>>>>>

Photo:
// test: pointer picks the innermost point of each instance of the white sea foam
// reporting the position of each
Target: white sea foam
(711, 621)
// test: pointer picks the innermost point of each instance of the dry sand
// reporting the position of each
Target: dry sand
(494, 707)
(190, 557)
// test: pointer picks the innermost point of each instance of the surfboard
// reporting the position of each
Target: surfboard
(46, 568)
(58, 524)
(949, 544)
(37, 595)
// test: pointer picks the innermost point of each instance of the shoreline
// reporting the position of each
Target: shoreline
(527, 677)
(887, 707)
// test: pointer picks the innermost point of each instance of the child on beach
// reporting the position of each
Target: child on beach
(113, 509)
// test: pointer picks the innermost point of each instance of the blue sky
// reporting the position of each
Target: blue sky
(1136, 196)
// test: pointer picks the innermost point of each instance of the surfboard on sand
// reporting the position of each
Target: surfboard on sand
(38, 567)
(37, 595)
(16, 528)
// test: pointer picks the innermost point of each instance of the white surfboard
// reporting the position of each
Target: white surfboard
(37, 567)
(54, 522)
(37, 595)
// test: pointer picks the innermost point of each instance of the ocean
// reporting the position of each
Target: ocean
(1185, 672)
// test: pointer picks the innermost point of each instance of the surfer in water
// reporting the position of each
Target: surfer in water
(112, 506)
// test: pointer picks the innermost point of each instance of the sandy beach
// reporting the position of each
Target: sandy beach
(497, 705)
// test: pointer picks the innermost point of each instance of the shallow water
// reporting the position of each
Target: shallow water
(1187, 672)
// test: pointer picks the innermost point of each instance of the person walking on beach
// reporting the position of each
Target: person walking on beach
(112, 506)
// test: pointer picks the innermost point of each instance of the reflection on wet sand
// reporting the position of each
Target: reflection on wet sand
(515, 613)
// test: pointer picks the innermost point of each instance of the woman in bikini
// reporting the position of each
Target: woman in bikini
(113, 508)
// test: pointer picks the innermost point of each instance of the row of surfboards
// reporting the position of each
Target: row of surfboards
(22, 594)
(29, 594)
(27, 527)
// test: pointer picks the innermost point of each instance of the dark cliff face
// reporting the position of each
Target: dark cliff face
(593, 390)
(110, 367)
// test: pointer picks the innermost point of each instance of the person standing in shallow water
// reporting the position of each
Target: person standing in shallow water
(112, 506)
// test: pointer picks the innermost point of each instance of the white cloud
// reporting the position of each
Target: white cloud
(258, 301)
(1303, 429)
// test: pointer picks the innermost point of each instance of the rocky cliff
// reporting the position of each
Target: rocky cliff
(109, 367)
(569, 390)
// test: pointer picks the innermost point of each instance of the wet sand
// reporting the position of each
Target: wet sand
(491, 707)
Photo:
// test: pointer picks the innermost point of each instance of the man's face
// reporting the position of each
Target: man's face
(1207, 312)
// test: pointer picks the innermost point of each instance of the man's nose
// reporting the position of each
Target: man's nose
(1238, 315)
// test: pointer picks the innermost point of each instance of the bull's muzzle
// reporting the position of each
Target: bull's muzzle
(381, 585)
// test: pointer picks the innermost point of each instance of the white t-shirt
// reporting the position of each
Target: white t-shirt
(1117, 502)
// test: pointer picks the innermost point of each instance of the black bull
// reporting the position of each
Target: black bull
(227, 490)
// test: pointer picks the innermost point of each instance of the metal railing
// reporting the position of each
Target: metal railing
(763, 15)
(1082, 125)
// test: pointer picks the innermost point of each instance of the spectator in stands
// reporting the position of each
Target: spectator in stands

<<<<<

#### [Short exercise]
Express the data above as a Markdown table with the columns Row and Line, where Row numbers each line in order and Line holds its text. Leave out blank lines.

#### [Written answer]
| Row | Line |
|---|---|
| 1 | Photo: |
| 2 | // test: pointer picks the innermost point of each instance of the white sea foam |
| 3 | // reporting the position of each |
| 4 | Target: white sea foam |
| 5 | (711, 621) |
| 6 | // test: pointer picks the innermost point of each instance of the dry sand |
| 7 | // reporting the position of each |
| 8 | Target: dry sand |
| 9 | (494, 707) |
| 10 | (190, 557) |
| 11 | // test: pointer picks the innermost point of each instance of the surfboard |
| 12 | // reporting the position of each |
| 13 | Target: surfboard |
| 14 | (46, 568) |
| 15 | (58, 524) |
| 16 | (949, 544) |
| 17 | (37, 595) |
| 18 | // test: pointer picks the innermost point of each instance of the shoreline |
| 19 | // reporting the position of each |
| 20 | Target: shoreline |
| 21 | (527, 677) |
| 22 | (887, 707) |
| 23 | // test: pointer picks the innermost point of each instance of the child on beach |
| 24 | // reporting the position of each |
| 25 | Target: child on beach |
| 26 | (113, 509) |
| 27 | // test: pointer picks the innermost point of each instance of the blue sky |
| 28 | // reporting the position of each |
| 29 | Target: blue sky |
| 30 | (1136, 196) |
| 31 | // test: pointer picks the innermost point of each instance of the surfboard on sand |
| 32 | // reporting the position of each |
| 33 | Target: surfboard on sand |
| 34 | (38, 567) |
| 35 | (37, 595) |
| 36 | (16, 528) |
| 37 | // test: pointer picks the innermost point of each instance of the white surfboard |
| 38 | // reporting the position of each |
| 39 | Target: white surfboard |
| 40 | (37, 567) |
| 41 | (54, 522) |
| 42 | (37, 595) |
| 43 | // test: pointer picks the innermost point of each instance of the ocean |
| 44 | // reporting the position of each |
| 45 | Target: ocean |
| 46 | (1185, 672) |
| 47 | // test: pointer picks the innermost point of each instance of the surfer in water |
| 48 | // reporting the position of each |
| 49 | Target: surfer in water |
| 50 | (112, 506) |
| 51 | // test: pointer picks the innermost point of each instance of the sandy beach |
| 52 | // reporting the position of each |
| 53 | Target: sandy beach |
| 54 | (497, 705) |
| 55 | // test: pointer picks the innermost point of each instance of the shallow water |
| 56 | // reporting the position of each |
| 57 | Target: shallow water |
| 58 | (1187, 672) |
| 59 | // test: pointer picks the innermost point of each instance of the person walking on beach |
| 60 | // reporting the position of each |
| 61 | Target: person walking on beach |
| 62 | (112, 506) |
| 63 | // test: pointer picks the innermost point of each instance of the reflection on wet sand |
| 64 | // reporting the position of each |
| 65 | Target: reflection on wet sand |
| 66 | (515, 613) |
| 67 | // test: pointer picks the innermost point of each instance of the woman in bikini |
| 68 | // reporting the position of each |
| 69 | Target: woman in bikini |
| 70 | (113, 508) |
| 71 | // test: pointer picks the innermost point of each instance of the row of surfboards |
| 72 | // reporting the position of each |
| 73 | Target: row of surfboards |
| 74 | (22, 594) |
| 75 | (29, 594) |
| 76 | (27, 527) |
| 77 | // test: pointer picks the innermost point of each instance of the dark cliff face |
| 78 | // reporting the position of each |
| 79 | Target: dark cliff face |
| 80 | (593, 390) |
| 81 | (110, 367) |
| 82 | // test: pointer picks the innermost point of each instance of the person standing in shallow water |
| 83 | // reporting the position of each |
| 84 | Target: person standing in shallow water |
| 85 | (112, 506) |
| 86 | // test: pointer picks the innermost point of each instance of the white cloud |
| 87 | // reporting the position of each |
| 88 | Target: white cloud |
| 89 | (258, 301) |
| 90 | (1303, 429) |
| 91 | // test: pointer picks the innermost point of each instance of the rocky cliff |
| 92 | // reporting the position of each |
| 93 | Target: rocky cliff |
| 94 | (109, 367) |
| 95 | (569, 390) |
| 96 | // test: pointer picks the innermost point of each instance of the wet sand |
| 97 | // reporting the position of each |
| 98 | Target: wet sand |
| 99 | (491, 707) |
| 100 | Photo: |
| 101 | // test: pointer picks the innermost point of each instance of the man's face |
| 102 | // reporting the position of each |
| 103 | Target: man's face |
| 104 | (1207, 312) |
| 105 | // test: pointer picks the innermost point of each instance of the man's nose |
| 106 | // reporting the position of each |
| 107 | Target: man's nose |
| 108 | (1238, 315) |
| 109 | // test: pointer picks the innermost point of each instance of the bull's muzzle |
| 110 | // reporting the position of each |
| 111 | Target: bull's muzzle |
| 112 | (381, 585) |
| 113 | // test: pointer picks the innermost point of each instance of the white t-shirt |
| 114 | // reporting the position of each |
| 115 | Target: white t-shirt |
| 116 | (1117, 502) |
| 117 | // test: pointer picks the innermost point of each instance of the black bull |
| 118 | // reporting the position of each |
| 119 | Target: black bull |
| 120 | (227, 490) |
| 121 | // test: pointer picks the innermost point of each instance of the metal railing |
| 122 | // reporting the position of each |
| 123 | Target: metal railing |
| 124 | (763, 15) |
| 125 | (1082, 125) |
| 126 | // test: pointer picks the innermost point of each instance of the spectator in stands |
| 127 | // reporting the position of each |
| 128 | Target: spectator in stands |